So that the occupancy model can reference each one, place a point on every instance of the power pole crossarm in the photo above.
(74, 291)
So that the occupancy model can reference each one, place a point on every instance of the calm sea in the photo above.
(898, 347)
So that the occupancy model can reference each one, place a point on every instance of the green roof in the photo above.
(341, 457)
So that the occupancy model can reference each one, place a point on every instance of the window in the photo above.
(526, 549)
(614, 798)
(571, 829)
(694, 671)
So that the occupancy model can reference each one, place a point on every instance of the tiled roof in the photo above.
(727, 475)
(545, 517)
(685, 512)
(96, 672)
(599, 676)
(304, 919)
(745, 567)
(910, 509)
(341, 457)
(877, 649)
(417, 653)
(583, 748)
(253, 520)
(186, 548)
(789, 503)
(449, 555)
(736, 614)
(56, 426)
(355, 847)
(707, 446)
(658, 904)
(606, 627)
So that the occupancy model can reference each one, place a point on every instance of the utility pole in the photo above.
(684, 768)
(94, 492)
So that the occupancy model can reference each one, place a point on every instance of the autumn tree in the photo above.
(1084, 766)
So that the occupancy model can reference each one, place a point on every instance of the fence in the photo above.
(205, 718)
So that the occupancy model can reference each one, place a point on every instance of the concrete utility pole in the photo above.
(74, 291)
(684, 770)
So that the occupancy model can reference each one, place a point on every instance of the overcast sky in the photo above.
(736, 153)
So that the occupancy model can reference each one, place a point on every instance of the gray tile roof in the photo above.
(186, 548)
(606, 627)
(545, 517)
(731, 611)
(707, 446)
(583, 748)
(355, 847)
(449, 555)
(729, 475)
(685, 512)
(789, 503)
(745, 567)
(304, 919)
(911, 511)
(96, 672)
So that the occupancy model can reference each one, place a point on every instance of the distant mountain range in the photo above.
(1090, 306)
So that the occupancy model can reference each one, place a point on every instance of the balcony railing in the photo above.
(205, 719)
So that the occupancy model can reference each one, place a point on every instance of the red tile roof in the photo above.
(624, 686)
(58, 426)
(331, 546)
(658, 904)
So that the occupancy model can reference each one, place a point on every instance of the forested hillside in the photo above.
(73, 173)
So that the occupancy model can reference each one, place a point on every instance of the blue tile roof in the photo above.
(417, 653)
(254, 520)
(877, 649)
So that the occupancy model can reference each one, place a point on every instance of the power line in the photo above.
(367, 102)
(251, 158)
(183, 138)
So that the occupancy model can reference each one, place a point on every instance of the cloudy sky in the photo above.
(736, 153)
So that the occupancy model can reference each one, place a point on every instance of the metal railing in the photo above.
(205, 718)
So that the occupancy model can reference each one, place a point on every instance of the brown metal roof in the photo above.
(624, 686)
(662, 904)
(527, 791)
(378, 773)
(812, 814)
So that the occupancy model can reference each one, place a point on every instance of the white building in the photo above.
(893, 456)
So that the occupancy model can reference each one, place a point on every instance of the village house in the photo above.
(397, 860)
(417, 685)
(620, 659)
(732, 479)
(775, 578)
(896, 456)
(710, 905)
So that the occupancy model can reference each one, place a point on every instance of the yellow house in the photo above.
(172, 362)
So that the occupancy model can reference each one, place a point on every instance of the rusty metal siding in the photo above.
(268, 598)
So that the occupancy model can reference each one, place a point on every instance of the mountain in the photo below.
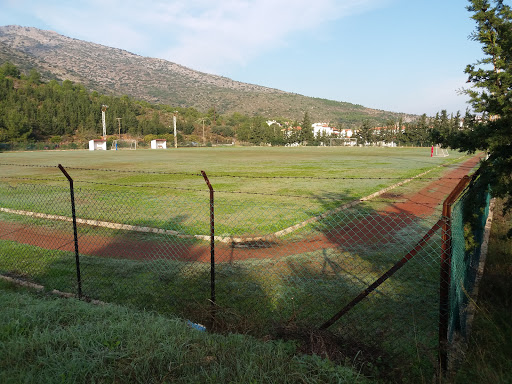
(118, 72)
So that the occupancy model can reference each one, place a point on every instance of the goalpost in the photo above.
(439, 151)
(342, 141)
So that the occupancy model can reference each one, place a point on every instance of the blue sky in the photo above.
(396, 55)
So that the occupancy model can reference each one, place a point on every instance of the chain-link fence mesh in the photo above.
(277, 268)
(469, 215)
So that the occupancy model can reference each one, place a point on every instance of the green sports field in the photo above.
(282, 186)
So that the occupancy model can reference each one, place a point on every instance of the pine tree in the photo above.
(490, 95)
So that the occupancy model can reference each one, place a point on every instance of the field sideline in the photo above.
(278, 162)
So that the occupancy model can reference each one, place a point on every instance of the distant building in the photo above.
(97, 145)
(323, 129)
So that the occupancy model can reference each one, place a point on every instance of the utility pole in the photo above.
(204, 143)
(119, 123)
(103, 110)
(175, 135)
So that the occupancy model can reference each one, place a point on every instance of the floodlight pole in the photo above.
(119, 123)
(174, 124)
(103, 110)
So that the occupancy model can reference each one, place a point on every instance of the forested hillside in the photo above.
(117, 72)
(34, 111)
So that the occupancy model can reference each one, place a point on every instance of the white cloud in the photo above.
(231, 32)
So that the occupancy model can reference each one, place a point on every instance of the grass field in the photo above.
(284, 185)
(258, 191)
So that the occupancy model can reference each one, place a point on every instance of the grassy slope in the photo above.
(488, 359)
(48, 340)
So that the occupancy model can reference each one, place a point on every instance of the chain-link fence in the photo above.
(372, 277)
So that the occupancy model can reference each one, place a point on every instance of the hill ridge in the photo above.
(119, 72)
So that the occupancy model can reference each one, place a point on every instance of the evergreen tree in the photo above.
(306, 132)
(491, 95)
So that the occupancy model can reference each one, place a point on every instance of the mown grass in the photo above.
(48, 340)
(270, 192)
(301, 290)
(487, 358)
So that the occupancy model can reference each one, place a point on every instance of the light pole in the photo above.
(174, 124)
(103, 110)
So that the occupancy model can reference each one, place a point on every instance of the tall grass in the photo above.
(47, 340)
(488, 355)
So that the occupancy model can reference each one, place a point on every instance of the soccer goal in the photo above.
(440, 152)
(342, 142)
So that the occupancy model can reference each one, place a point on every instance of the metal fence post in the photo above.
(445, 274)
(212, 242)
(75, 234)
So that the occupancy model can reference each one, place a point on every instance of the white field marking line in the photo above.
(222, 239)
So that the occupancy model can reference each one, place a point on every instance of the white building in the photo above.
(323, 129)
(97, 145)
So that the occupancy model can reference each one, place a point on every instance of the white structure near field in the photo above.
(97, 145)
(159, 144)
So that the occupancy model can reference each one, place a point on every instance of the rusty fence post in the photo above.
(390, 272)
(75, 233)
(212, 243)
(445, 273)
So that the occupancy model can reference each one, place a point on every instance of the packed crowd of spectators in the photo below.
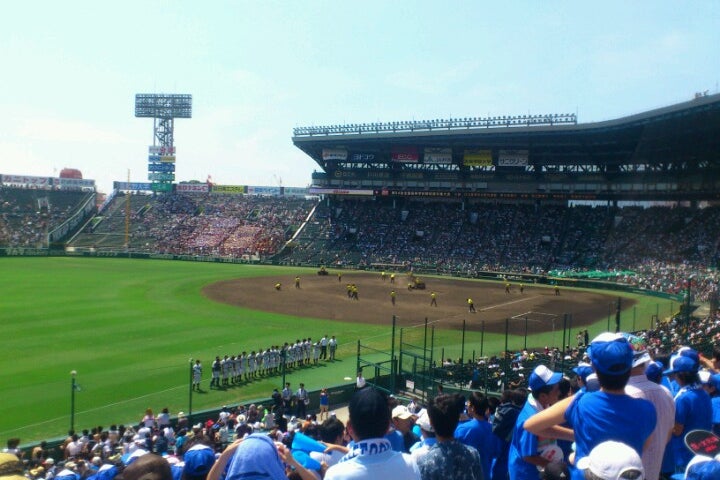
(492, 438)
(663, 246)
(27, 215)
(203, 224)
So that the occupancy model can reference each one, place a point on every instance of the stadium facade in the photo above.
(670, 153)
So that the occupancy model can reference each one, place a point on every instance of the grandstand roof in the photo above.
(680, 136)
(671, 148)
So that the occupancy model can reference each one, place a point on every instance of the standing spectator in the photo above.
(332, 345)
(197, 375)
(613, 461)
(427, 437)
(371, 457)
(693, 407)
(449, 458)
(302, 399)
(149, 419)
(360, 381)
(277, 400)
(287, 397)
(403, 421)
(639, 386)
(163, 419)
(324, 404)
(331, 432)
(477, 432)
(608, 414)
(526, 447)
(712, 386)
(323, 347)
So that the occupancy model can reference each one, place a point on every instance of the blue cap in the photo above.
(680, 363)
(199, 459)
(704, 470)
(690, 353)
(612, 357)
(583, 371)
(542, 377)
(653, 371)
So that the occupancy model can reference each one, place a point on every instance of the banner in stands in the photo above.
(161, 187)
(161, 177)
(131, 186)
(362, 157)
(29, 181)
(267, 191)
(232, 189)
(512, 158)
(192, 187)
(334, 154)
(408, 154)
(161, 167)
(477, 158)
(414, 193)
(76, 184)
(295, 191)
(437, 155)
(445, 176)
(338, 191)
(412, 176)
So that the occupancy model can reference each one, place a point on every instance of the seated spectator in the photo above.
(612, 461)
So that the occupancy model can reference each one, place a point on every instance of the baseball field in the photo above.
(129, 329)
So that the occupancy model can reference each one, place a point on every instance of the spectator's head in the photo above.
(256, 457)
(716, 357)
(653, 371)
(402, 418)
(147, 467)
(683, 369)
(444, 412)
(11, 468)
(612, 358)
(612, 461)
(199, 459)
(477, 404)
(425, 425)
(582, 371)
(369, 414)
(545, 385)
(641, 355)
(332, 431)
(703, 468)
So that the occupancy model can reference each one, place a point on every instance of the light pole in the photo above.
(73, 387)
(190, 395)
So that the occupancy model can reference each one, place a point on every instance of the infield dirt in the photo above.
(326, 297)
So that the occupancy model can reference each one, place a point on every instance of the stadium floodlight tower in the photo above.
(164, 109)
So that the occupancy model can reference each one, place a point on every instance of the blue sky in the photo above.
(256, 70)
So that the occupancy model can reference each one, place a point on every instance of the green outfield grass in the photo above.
(130, 327)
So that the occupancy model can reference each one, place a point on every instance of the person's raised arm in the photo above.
(219, 466)
(553, 416)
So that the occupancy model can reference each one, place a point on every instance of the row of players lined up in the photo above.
(235, 369)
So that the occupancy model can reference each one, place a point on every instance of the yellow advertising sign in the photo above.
(477, 158)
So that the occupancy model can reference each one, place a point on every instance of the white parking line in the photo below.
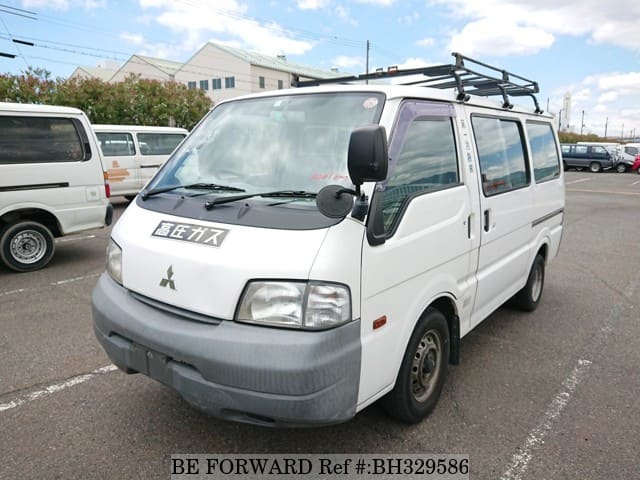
(520, 461)
(53, 284)
(74, 239)
(56, 387)
(578, 181)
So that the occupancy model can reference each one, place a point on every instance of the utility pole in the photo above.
(560, 120)
(367, 68)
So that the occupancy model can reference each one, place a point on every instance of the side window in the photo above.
(158, 143)
(115, 144)
(503, 165)
(39, 140)
(427, 161)
(581, 149)
(546, 164)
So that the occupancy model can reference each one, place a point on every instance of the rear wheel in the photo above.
(528, 298)
(595, 167)
(423, 370)
(26, 246)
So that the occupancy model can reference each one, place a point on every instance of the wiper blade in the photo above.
(278, 193)
(201, 186)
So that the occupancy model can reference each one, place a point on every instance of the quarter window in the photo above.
(546, 164)
(115, 144)
(158, 143)
(39, 140)
(427, 161)
(503, 164)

-------

Your objective: From the line containing "dirt in the photo above." down to the last line of the data, print every line exactly and nothing else. Pictures stay out of the copy.

Reply to the task:
So that the occupancy model can reference each one, place a point on every instance of the infield dirt in the photo above.
(326, 297)
So that the occupancy model can reference each one, place a point on every instance of the stadium floodlight tower in the photo above.
(164, 109)
So that the occupancy model can reference each one, place a point on every instance of the blue sky in the photo above.
(256, 70)
So that the occupancy model can reference each one, place a point on every instance of the green outfield grass in the photo above.
(130, 327)
So that the occupancy model can reference each one, place a point on every instance of the person's raised arm in the photo above.
(219, 466)
(553, 416)
So that the occupancy model can reference each one, place a point on every instance of the row of players lined up in the photo above.
(235, 369)
So that the occupancy model can reference each one, place a point on every instance of the yellow advertising sign in the photo above.
(477, 158)
So that the occupancy model can reference each one, place a point on every instance of the white parking line in the photo below.
(520, 461)
(53, 284)
(74, 239)
(56, 387)
(578, 181)
So that the occupancy model can reference each one, place a point on every instance of the utility pole in the photo above.
(560, 120)
(367, 68)
So that the occupancy model can reference each one, place a point on every instance of the side window in the photo above.
(158, 143)
(115, 144)
(503, 165)
(39, 140)
(427, 161)
(581, 149)
(546, 164)
So that the occupancy model can reference each one, place a point on every instance of the rear wheel in the photo above.
(528, 298)
(595, 167)
(423, 370)
(26, 246)
So that the occupancy model can reference each one, place a point on every instance of the wiper blade in the photo above.
(278, 193)
(201, 186)
So that the occupancy model can reference each one, place a point on every instance of the quarter window in the photo above.
(546, 164)
(115, 144)
(158, 143)
(39, 140)
(427, 161)
(503, 164)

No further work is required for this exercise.